== What you should do ==
Within the material below, how many lines carry the word "rock"? State only the number.

=== Begin Enclosure ===

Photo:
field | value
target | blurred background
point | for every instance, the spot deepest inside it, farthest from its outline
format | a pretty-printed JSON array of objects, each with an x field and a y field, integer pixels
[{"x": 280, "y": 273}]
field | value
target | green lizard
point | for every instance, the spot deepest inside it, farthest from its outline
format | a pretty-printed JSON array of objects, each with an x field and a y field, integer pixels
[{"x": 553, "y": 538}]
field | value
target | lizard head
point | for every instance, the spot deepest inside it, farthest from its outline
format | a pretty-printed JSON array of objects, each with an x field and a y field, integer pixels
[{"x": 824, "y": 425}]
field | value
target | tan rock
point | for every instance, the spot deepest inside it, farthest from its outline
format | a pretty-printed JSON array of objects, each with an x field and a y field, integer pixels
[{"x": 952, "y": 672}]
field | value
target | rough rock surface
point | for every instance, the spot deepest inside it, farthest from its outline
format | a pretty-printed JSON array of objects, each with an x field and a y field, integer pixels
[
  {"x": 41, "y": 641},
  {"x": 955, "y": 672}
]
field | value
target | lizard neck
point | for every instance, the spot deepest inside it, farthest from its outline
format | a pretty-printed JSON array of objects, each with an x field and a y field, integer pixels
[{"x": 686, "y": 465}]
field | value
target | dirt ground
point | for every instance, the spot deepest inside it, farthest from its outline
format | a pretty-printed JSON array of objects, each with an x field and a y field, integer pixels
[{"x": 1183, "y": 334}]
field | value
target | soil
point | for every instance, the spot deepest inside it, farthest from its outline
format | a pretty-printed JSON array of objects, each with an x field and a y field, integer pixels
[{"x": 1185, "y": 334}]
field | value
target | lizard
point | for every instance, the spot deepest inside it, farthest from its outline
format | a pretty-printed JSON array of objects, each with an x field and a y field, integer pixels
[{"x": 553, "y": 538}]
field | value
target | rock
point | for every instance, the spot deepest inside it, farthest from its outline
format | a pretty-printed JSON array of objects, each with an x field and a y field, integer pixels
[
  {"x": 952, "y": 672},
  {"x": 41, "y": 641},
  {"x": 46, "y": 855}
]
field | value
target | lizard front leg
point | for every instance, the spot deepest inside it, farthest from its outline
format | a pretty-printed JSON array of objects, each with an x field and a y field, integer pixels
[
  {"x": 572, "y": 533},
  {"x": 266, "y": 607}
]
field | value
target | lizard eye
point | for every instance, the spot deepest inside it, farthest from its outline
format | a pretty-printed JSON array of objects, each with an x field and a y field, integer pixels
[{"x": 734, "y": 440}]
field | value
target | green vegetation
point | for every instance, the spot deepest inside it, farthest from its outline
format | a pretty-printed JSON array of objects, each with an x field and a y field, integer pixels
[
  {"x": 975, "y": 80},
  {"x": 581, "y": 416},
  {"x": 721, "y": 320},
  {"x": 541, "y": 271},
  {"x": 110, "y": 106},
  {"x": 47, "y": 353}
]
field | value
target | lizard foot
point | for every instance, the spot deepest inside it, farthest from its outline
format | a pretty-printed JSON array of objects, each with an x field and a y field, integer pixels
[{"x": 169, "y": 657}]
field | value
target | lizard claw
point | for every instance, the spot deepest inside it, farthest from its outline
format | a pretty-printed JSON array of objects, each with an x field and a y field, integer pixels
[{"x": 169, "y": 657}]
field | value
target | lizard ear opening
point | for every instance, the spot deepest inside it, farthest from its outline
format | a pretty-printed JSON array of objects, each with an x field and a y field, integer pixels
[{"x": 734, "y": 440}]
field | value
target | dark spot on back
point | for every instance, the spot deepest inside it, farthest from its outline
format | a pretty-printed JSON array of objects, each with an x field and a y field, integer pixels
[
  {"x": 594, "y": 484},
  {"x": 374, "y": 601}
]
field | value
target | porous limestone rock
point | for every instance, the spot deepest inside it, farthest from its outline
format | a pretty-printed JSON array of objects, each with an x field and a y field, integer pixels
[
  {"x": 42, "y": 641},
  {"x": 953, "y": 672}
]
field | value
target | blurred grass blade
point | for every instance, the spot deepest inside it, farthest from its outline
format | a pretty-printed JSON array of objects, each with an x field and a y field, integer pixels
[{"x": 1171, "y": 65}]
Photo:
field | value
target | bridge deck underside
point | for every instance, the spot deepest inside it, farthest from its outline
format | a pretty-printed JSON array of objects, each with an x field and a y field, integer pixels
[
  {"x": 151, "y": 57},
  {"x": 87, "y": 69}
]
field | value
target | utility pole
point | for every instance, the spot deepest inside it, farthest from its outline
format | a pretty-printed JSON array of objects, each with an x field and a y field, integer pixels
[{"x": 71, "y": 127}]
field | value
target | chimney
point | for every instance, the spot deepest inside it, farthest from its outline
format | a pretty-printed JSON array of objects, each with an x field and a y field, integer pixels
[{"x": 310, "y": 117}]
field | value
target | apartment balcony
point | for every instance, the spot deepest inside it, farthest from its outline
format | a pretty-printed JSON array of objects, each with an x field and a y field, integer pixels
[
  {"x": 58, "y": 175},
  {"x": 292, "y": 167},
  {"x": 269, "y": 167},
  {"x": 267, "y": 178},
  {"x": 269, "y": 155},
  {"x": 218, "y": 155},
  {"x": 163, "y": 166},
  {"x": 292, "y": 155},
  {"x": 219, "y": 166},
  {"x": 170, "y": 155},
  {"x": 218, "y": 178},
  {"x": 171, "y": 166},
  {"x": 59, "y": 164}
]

=== End Enclosure ===

== Output of the task ==
4